Stored dataset items
————————

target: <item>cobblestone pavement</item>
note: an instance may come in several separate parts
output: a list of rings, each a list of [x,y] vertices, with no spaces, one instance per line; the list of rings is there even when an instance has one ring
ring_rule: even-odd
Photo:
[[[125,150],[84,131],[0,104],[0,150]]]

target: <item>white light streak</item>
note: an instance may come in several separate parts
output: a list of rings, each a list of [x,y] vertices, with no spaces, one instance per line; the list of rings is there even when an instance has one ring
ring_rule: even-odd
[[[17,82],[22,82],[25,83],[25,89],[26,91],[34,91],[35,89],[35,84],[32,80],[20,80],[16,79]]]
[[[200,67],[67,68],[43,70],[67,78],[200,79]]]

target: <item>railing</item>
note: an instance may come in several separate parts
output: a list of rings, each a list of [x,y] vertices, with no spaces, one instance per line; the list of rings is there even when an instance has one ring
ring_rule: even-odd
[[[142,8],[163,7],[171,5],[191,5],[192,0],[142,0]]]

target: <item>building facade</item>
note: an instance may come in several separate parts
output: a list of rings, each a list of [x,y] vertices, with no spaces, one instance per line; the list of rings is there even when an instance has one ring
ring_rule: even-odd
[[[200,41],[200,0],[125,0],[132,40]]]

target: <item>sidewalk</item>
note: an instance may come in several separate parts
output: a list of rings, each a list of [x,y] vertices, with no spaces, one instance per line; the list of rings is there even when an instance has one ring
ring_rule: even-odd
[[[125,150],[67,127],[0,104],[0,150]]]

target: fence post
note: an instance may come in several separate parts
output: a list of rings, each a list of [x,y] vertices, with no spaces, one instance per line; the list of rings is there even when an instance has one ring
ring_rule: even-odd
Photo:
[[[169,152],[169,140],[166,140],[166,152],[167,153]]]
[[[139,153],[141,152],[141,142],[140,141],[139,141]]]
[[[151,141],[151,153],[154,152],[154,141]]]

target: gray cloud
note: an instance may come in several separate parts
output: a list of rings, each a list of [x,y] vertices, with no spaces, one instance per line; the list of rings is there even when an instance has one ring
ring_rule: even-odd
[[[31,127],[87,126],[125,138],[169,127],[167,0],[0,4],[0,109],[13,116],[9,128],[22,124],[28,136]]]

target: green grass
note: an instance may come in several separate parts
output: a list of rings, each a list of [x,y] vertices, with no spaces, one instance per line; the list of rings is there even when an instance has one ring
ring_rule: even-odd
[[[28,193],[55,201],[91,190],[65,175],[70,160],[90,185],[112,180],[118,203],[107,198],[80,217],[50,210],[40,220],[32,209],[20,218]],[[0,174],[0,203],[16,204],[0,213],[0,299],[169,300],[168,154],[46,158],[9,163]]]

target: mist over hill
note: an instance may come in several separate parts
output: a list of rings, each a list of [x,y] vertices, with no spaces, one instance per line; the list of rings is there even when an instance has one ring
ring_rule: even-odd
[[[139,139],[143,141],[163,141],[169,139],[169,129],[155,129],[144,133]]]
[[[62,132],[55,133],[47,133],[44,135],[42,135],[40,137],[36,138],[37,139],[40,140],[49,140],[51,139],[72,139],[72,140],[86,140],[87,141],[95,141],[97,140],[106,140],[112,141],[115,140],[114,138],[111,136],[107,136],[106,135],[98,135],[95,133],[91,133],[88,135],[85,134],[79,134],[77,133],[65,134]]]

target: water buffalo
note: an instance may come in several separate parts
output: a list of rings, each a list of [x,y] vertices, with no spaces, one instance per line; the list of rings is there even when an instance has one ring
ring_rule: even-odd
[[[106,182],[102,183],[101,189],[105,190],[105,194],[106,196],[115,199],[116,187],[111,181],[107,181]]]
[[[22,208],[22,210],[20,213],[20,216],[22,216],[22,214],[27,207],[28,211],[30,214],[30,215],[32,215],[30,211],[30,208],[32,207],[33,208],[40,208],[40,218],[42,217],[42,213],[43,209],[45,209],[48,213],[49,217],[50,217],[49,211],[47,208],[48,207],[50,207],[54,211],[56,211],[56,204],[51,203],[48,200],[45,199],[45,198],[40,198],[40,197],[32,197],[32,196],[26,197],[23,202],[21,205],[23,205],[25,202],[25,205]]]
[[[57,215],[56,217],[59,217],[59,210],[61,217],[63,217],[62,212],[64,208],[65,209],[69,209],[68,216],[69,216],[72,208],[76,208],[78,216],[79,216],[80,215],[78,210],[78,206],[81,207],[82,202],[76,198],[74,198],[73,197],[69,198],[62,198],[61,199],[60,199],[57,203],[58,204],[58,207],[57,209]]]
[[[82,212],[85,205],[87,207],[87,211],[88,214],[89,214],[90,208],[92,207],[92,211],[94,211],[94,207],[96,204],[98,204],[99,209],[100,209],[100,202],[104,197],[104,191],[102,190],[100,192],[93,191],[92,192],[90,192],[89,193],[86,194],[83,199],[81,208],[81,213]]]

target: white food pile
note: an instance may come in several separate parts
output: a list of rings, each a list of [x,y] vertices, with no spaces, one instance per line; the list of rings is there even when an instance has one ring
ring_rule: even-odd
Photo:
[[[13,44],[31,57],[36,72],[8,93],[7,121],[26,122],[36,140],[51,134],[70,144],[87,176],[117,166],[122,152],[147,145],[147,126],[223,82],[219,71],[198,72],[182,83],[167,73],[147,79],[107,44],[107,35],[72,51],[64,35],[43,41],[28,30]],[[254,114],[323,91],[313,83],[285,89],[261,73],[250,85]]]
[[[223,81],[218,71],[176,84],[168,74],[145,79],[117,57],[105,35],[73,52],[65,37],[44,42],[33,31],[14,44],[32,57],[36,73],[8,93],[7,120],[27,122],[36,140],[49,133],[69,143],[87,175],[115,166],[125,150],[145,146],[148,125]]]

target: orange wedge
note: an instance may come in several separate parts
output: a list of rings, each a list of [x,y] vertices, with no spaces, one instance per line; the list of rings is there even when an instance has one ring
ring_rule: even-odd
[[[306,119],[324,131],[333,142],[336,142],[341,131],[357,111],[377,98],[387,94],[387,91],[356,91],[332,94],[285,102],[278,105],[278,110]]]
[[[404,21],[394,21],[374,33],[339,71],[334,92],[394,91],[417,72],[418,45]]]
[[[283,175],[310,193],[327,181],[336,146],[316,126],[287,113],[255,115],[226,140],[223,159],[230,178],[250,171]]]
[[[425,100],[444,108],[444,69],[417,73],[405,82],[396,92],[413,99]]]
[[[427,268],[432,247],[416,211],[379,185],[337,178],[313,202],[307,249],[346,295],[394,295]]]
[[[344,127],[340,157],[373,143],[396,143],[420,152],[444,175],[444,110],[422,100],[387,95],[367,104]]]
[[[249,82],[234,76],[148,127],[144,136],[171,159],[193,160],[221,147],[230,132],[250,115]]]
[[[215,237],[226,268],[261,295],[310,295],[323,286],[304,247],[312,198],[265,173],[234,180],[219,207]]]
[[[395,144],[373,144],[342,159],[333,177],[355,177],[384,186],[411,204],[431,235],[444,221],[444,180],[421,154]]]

————————

» Problem to solve: Reproduce all of the items above, copying every line without any change.

» Output for this exercise:
target: <item>cobblestone pavement</item>
note: an instance may come in several separate parts
output: a list of rings, each a list of [x,y] vertices, with no spaces, one instance per line; the list of rings is there even when an instance has one ring
ring_rule: even-odd
Photo:
[[[125,150],[84,131],[0,104],[0,150]]]

target: <item>white light streak</item>
note: an instance may come in several separate parts
output: a list of rings, each a list of [x,y] vertices, with no spaces, one instance per line; the list of rings is there even when an instance has one ring
ring_rule: even-odd
[[[17,82],[22,82],[25,83],[25,89],[26,91],[34,91],[35,89],[35,84],[32,80],[20,80],[16,79]]]
[[[200,67],[67,68],[43,70],[67,78],[200,79]]]

target: <item>railing</item>
note: an instance may come in several separate parts
output: a list of rings, each a list of [x,y] vertices, with no spaces, one instance per line; the list of rings is there even when an instance has one ring
ring_rule: even-odd
[[[142,8],[163,7],[171,5],[191,5],[192,0],[142,0]]]

target: <item>building facade</item>
note: an instance may come in several separate parts
output: a list of rings, each a list of [x,y] vertices, with no spaces, one instance per line; the list of rings is there even when an instance has one ring
ring_rule: even-odd
[[[200,41],[200,0],[125,0],[132,40]]]

target: <item>sidewalk</item>
note: an instance may come in several separate parts
output: a list of rings, each a list of [x,y] vertices, with no spaces, one instance per line; the list of rings is there even when an instance has one ring
ring_rule: even-odd
[[[125,150],[67,127],[0,104],[0,150]]]

target: fence post
note: an instance may come in several separate parts
output: a list of rings, each a list of [x,y] vertices, with no spaces, one instance per line; the list of rings is there even when an instance has one ring
ring_rule: even-odd
Photo:
[[[169,152],[169,140],[166,140],[166,152],[167,153]]]
[[[139,153],[141,152],[141,142],[140,141],[139,141]]]
[[[151,141],[151,153],[154,152],[154,141]]]

target: gray cloud
note: an instance may come in several separate parts
output: a list of rings, each a list of [x,y] vertices, with no spaces, one instance per line; the list of rings is there even when an instance has one ring
ring_rule: even-odd
[[[31,127],[87,126],[125,138],[169,127],[167,0],[0,4],[0,109],[13,116],[9,128],[22,124],[28,136]]]

target: green grass
note: an instance may come in several separate parts
output: a list of rings, each a list of [x,y] vertices, with no spaces, one instance per line; the list of rings is there even when an instance has one ring
ring_rule: even-odd
[[[28,193],[55,201],[91,190],[65,175],[70,160],[90,185],[112,180],[118,203],[107,198],[80,217],[50,210],[40,220],[32,209],[20,218]],[[0,174],[0,203],[16,204],[0,213],[0,299],[169,300],[168,154],[46,158],[9,163]]]

target: mist over hill
note: an instance may come in several separate parts
output: a list of rings, each a list of [x,y] vertices, with no spaces, one instance per line; the list of rings is there even when an instance has one ring
ring_rule: even-odd
[[[139,139],[143,141],[163,141],[169,139],[169,129],[155,129],[144,133]]]
[[[62,132],[55,133],[47,133],[44,135],[42,135],[40,137],[36,138],[37,139],[40,140],[49,140],[51,139],[72,139],[72,140],[86,140],[87,141],[95,141],[97,140],[106,140],[112,141],[115,140],[114,138],[111,136],[107,136],[106,135],[98,135],[95,133],[91,133],[88,135],[85,134],[79,134],[77,133],[65,134]]]

target: water buffalo
note: an instance may come in several separate parts
output: a list of rings, each a list of [x,y] vertices, with no spaces, one instance per line; the list of rings is there even when an instance has one ring
ring_rule: even-odd
[[[106,182],[102,183],[101,189],[105,190],[105,194],[106,196],[115,199],[116,187],[111,181],[107,181]]]
[[[22,208],[22,210],[20,213],[20,216],[22,216],[22,214],[27,207],[28,211],[30,214],[30,215],[32,215],[30,211],[30,208],[32,207],[33,208],[40,208],[40,218],[42,217],[42,213],[43,209],[45,209],[48,213],[49,217],[50,217],[49,211],[47,208],[48,207],[50,207],[54,211],[56,211],[56,204],[51,203],[48,200],[45,199],[45,198],[40,198],[40,197],[32,197],[32,196],[26,197],[23,202],[21,205],[23,205],[25,202],[25,205]]]
[[[57,215],[56,217],[59,217],[59,210],[61,217],[63,217],[62,212],[64,208],[65,209],[69,209],[68,216],[69,216],[72,208],[76,208],[78,216],[79,216],[80,215],[78,210],[78,206],[81,207],[82,202],[76,198],[74,198],[73,197],[69,198],[62,198],[61,199],[60,199],[57,203],[58,204],[58,207],[57,209]]]
[[[82,212],[85,205],[87,207],[87,211],[88,214],[89,214],[90,208],[92,207],[92,211],[94,211],[94,207],[96,204],[98,204],[99,209],[100,209],[100,202],[104,197],[104,191],[102,190],[100,192],[93,191],[92,192],[90,192],[89,193],[86,194],[83,199],[81,208],[81,213]]]

target: white food pile
note: an instance may come in several separate parts
output: a list of rings, each a list of [x,y] vertices, with no spaces, one instance per line; the list of rings is there even when an instance has one ring
ring_rule: even-odd
Photo:
[[[13,44],[31,57],[36,72],[8,93],[7,121],[26,122],[36,140],[51,134],[70,144],[87,176],[117,166],[122,152],[147,145],[147,126],[223,82],[219,71],[198,72],[182,83],[167,73],[147,79],[107,44],[107,35],[72,51],[64,35],[43,41],[28,30]],[[254,114],[323,91],[313,83],[285,89],[261,73],[250,85]]]
[[[223,81],[218,71],[176,84],[168,74],[145,79],[117,57],[105,35],[73,52],[65,37],[44,42],[33,31],[14,44],[32,57],[36,73],[8,93],[7,120],[27,122],[36,140],[49,133],[69,143],[87,175],[115,166],[125,150],[145,146],[148,125]]]

target: orange wedge
note: an instance may come in several separate parts
output: a list of rings, each a list of [x,y] vertices, with no spaces, one instance per line; the list of rings is there even when an instance has one ring
ring_rule: even-odd
[[[306,119],[324,131],[333,142],[336,142],[341,131],[357,111],[377,98],[387,94],[387,91],[356,91],[332,94],[285,102],[278,105],[278,110]]]
[[[404,21],[394,21],[374,33],[339,71],[334,92],[394,91],[417,72],[418,45]]]
[[[283,175],[310,193],[327,181],[336,146],[316,126],[287,113],[255,115],[226,140],[223,159],[230,178],[250,171]]]
[[[425,100],[444,108],[444,69],[417,73],[405,82],[396,92],[413,99]]]
[[[427,268],[432,247],[416,211],[379,185],[337,178],[313,202],[307,249],[346,295],[394,295]]]
[[[344,127],[340,157],[373,143],[396,143],[420,152],[444,175],[444,110],[422,100],[387,95],[367,104]]]
[[[249,82],[234,76],[148,127],[144,136],[171,159],[193,160],[221,147],[230,132],[250,115]]]
[[[215,237],[226,268],[261,295],[310,295],[323,286],[304,247],[312,198],[265,173],[234,180],[219,207]]]
[[[395,144],[373,144],[342,159],[333,177],[355,177],[384,186],[411,204],[431,235],[444,221],[444,180],[421,154]]]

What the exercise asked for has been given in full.